Task brief: In the news report on Kentucky's felon DNA samples, what total number of missing samples did the Department of Corrections say its investigation found?

Passage provided:

▼

LOUISVILLE, Ky. (AP) — Corrections officials announced plans Wednesday to fix a faulty system and ensure DNA samples are taken from every Kentucky felon as required by law, acknowledging the failure to collect samples was more widespread than first reported.
The state disclosed in July it had failed to collect DNA samples from about 6,300 felons over a four-year period. At the time, the state said DNA had been collected from 75,600 felons since a 2009 change in Kentucky law required DNA samples from every felon.
But the Department of Corrections said Wednesday that an investigation found the number of missing samples actually totaled about 16,000.
The pool of missing DNA collections included more than 450 people convicted of violent offenses, the department said.
Gov. Steve Beshear ordered the Transportation Cabinet's inspector general to investigate what caused the compliance gaps. Since the embarrassing revelations came to light, the State Division of Probation and Parole has gained a new director.
Now, the corrections department's plan to plug those gaps includes a number of recommendations in the investigative report.
Beshear said Wednesday the issues raised in the inspector general's review are serious and warrant quick action.

▲

Information:
▼

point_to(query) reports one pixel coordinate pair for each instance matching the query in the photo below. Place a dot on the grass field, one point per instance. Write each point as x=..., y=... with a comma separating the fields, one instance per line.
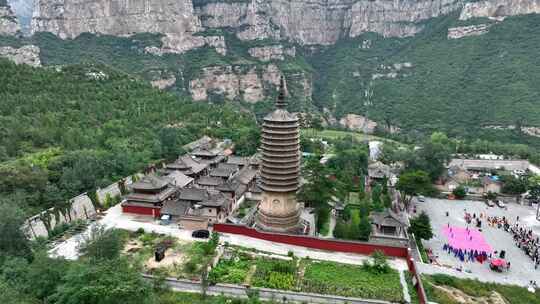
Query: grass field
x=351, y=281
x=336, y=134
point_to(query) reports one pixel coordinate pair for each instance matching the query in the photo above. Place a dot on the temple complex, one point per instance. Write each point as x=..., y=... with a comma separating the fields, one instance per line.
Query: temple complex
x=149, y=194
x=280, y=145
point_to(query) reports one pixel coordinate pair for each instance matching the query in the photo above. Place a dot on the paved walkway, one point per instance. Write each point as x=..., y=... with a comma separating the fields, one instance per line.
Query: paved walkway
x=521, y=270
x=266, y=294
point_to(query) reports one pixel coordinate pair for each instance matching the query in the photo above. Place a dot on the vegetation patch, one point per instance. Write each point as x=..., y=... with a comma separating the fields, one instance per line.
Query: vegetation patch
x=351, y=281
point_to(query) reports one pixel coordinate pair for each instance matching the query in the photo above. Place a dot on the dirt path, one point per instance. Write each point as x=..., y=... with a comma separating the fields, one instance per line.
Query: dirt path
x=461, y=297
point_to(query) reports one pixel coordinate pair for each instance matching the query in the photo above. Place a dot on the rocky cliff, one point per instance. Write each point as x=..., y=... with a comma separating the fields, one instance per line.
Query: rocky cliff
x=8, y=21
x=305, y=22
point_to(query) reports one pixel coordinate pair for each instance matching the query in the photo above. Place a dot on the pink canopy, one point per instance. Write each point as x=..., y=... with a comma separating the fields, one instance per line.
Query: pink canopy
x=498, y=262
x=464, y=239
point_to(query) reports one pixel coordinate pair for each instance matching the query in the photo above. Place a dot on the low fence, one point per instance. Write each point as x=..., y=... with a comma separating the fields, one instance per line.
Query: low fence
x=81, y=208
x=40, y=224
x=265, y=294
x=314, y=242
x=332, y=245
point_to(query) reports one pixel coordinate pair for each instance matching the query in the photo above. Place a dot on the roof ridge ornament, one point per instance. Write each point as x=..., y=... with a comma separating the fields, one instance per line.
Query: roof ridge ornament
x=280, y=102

▲
▼

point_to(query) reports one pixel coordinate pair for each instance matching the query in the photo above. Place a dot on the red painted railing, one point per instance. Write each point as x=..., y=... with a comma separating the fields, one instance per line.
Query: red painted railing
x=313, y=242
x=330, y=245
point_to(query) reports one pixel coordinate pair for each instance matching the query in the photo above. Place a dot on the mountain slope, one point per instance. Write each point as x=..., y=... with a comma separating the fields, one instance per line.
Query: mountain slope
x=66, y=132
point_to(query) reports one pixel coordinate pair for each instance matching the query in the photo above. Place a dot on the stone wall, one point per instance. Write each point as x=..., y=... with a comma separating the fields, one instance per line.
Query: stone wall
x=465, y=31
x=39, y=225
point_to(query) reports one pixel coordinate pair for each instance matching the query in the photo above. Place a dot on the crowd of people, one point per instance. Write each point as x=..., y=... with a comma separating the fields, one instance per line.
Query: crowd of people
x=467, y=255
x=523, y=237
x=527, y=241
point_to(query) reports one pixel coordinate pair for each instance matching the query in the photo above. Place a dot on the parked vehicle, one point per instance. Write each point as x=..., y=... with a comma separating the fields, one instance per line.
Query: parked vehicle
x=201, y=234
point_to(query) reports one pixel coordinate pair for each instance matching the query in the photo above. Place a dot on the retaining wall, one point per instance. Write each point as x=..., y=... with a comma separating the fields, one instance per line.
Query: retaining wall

▲

The answer: About 16,000.